_Task description_
Retype all data exactly as given. Pictures should not be retyped.

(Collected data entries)
....................

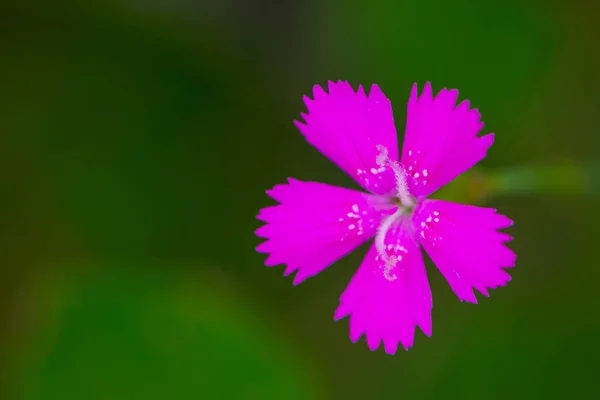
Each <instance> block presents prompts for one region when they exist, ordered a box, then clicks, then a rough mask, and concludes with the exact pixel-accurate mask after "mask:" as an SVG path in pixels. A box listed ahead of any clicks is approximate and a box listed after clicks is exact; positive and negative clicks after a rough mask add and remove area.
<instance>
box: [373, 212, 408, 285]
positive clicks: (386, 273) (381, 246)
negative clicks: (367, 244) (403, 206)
mask: <svg viewBox="0 0 600 400" xmlns="http://www.w3.org/2000/svg"><path fill="white" fill-rule="evenodd" d="M404 211H405V208H403V207H398V210H396V212H395V213H394V214H392V215H388V216H387V217H385V219H384V220H383V221H382V222H381V224H379V227H378V228H377V236H375V248H376V249H377V253H379V256H380V257H381V259H382V260H383V261H384V262H385V266H384V269H383V276H384V277H385V279H387V280H388V281H394V280H396V279H397V276H396V274H394V273H392V270H393V269H394V267H395V266H396V263H397V262H398V261H399V260H398V258H396V257H390V256H389V255H388V254H387V252H386V248H385V236H386V235H387V232H388V231H389V230H390V228H391V227H392V225H393V224H394V222H396V221H397V220H398V218H399V217H401V216H402V214H404ZM389 247H393V246H392V245H391V244H388V248H389Z"/></svg>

....................

_Answer area_
Each <instance> block presents prompts for one region when they exist, ordered a box, then clicks, then a rough mask, and concludes with the exact pixel-accurate mask after "mask:" as an SVG path in pixels. A box listed ahead of any clicks is approximate and a box listed after clicks is exact; positive and negative clicks after a rough mask add and remove area.
<instance>
box: [373, 212, 408, 285]
positive clicks: (386, 273) (381, 246)
negative clicks: (367, 244) (403, 206)
mask: <svg viewBox="0 0 600 400" xmlns="http://www.w3.org/2000/svg"><path fill="white" fill-rule="evenodd" d="M404 211H405V208H403V207H398V210H396V212H395V213H394V214H392V215H388V216H387V217H385V219H384V220H383V221H382V222H381V224H379V227H378V228H377V236H375V248H376V249H377V253H379V256H380V257H381V259H382V260H383V261H384V262H385V266H384V269H383V276H384V277H385V279H387V280H388V281H394V280H396V279H397V276H396V274H394V273H392V270H393V269H394V267H395V266H396V263H397V262H398V261H399V260H398V258H396V257H390V256H389V255H388V254H387V252H386V248H385V236H386V235H387V232H388V231H389V230H390V228H391V227H392V225H393V224H394V222H396V221H397V220H398V218H399V217H401V216H402V214H404ZM389 247H393V246H392V245H391V244H388V248H389Z"/></svg>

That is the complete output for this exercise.